STATED TASK → Please copy the data from the line with "Can you find the tree bark texture?" to the line with "point(213, 301)", swapping "dirt trail" for "dirt path" and leaving everything else the same.

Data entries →
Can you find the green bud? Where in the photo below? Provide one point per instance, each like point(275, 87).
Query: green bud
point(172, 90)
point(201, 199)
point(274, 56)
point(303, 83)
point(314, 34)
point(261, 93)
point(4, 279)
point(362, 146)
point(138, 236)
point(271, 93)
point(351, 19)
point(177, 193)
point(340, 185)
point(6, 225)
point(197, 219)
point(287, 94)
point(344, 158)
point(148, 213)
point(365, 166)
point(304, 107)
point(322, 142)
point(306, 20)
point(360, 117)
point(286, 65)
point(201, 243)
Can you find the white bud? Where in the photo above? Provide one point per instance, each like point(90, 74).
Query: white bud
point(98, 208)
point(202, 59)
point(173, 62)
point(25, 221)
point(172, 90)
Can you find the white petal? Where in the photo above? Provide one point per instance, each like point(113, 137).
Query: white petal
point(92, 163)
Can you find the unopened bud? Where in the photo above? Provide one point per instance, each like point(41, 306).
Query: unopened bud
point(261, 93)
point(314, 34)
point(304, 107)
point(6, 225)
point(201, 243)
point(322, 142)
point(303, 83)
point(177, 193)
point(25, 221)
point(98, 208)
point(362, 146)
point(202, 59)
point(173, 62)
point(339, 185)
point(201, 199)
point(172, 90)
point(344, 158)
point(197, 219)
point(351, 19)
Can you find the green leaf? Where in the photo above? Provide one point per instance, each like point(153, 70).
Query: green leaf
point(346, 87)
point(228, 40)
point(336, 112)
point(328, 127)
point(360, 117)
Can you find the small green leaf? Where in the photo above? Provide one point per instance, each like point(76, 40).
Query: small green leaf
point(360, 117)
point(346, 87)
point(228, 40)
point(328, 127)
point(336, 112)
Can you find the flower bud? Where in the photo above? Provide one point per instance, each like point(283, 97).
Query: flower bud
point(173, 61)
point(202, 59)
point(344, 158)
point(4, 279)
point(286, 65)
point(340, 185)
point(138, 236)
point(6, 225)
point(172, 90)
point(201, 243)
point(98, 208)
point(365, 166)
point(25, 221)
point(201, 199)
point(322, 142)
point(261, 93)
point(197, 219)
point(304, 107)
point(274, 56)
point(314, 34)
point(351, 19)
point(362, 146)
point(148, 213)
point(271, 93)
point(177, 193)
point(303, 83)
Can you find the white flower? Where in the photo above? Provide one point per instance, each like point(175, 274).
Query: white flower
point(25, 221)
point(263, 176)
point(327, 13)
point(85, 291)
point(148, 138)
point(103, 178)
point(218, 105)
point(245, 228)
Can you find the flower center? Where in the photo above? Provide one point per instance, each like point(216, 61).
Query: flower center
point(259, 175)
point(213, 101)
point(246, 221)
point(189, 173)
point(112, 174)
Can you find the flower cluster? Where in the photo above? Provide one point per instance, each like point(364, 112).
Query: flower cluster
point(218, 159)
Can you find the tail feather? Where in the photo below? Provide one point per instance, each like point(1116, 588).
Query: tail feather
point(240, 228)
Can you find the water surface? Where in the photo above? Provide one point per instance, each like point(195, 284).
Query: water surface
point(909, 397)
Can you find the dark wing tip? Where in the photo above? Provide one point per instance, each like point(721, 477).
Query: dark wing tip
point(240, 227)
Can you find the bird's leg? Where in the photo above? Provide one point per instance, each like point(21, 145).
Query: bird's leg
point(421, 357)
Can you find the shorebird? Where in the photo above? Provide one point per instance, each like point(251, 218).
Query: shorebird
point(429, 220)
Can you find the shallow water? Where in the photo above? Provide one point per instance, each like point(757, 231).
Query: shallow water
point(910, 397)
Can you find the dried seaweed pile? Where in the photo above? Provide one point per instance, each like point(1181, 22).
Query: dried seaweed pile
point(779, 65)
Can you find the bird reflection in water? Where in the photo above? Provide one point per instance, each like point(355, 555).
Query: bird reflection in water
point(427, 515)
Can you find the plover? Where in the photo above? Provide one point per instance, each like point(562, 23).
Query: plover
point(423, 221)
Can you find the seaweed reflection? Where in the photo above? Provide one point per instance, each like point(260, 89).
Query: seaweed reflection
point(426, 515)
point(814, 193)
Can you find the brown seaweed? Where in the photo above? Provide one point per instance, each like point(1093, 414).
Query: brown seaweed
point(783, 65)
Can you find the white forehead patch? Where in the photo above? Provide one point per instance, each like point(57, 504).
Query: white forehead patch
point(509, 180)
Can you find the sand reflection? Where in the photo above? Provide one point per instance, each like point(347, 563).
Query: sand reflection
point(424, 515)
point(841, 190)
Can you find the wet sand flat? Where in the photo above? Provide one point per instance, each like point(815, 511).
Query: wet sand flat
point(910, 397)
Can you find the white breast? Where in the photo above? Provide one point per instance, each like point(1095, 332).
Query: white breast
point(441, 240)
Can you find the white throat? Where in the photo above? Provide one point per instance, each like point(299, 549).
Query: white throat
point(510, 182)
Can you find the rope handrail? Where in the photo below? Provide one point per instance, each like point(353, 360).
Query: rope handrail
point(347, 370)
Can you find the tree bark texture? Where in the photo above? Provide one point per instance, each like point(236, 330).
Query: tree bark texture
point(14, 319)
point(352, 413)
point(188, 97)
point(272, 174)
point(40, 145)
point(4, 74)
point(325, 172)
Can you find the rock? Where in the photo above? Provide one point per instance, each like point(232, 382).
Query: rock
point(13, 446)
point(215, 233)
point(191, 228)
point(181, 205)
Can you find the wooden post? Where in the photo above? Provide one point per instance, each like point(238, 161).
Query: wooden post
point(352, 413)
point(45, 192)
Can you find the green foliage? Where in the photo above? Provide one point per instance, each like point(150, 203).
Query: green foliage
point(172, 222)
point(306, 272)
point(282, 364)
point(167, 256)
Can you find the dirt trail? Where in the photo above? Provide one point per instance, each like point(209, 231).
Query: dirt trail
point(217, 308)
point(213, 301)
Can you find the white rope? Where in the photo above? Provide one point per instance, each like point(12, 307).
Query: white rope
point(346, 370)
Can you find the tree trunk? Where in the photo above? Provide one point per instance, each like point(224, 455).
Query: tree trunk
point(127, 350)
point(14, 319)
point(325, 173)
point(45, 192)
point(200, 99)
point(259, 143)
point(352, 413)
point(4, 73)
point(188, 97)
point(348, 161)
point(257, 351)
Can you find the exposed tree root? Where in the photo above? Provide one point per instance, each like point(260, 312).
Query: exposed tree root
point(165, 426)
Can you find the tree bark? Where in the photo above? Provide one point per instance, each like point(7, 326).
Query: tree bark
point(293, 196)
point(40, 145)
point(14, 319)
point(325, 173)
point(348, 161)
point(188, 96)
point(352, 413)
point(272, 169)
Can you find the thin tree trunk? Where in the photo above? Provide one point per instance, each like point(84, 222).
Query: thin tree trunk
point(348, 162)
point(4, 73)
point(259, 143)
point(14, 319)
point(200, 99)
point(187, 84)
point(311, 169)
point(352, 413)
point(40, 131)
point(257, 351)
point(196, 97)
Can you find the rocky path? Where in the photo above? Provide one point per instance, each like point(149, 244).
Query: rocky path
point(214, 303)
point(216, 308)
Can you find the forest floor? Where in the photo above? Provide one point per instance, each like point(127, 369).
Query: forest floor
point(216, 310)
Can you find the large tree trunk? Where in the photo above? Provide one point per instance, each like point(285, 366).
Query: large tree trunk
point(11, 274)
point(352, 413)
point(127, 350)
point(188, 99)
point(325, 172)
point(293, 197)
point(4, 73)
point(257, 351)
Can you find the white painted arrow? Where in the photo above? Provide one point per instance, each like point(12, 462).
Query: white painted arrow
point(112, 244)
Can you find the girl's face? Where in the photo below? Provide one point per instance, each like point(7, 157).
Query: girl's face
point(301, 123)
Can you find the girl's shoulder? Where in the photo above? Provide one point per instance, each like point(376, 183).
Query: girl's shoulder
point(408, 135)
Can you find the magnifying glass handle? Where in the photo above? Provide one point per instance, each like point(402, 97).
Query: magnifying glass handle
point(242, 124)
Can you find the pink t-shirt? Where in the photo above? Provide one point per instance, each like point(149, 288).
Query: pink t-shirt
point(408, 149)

ANSWER →
Can you find the tree bark texture? Where in the photo above? Provide one point per instance, each like point(236, 330).
Query: tree bark texture
point(14, 319)
point(352, 413)
point(188, 97)
point(272, 174)
point(40, 145)
point(4, 74)
point(325, 172)
Can you find the rock? Where in the photo above? Provide one point per instance, each like point(232, 382).
Query: rock
point(13, 446)
point(215, 233)
point(191, 228)
point(181, 205)
Can you find the wooden post? Where in the photo above? Provide one point per instance, each like point(238, 161).
Query: wooden post
point(352, 413)
point(45, 192)
Can you find the green foliage? Where in the photo above? Provide one point per instance, each like point(150, 203).
Query: green foliage
point(172, 222)
point(306, 272)
point(282, 364)
point(167, 256)
Can you find the dirt path? Where in the photo above? Provide one point per instance, each like point(209, 231).
Query: dirt path
point(217, 308)
point(213, 301)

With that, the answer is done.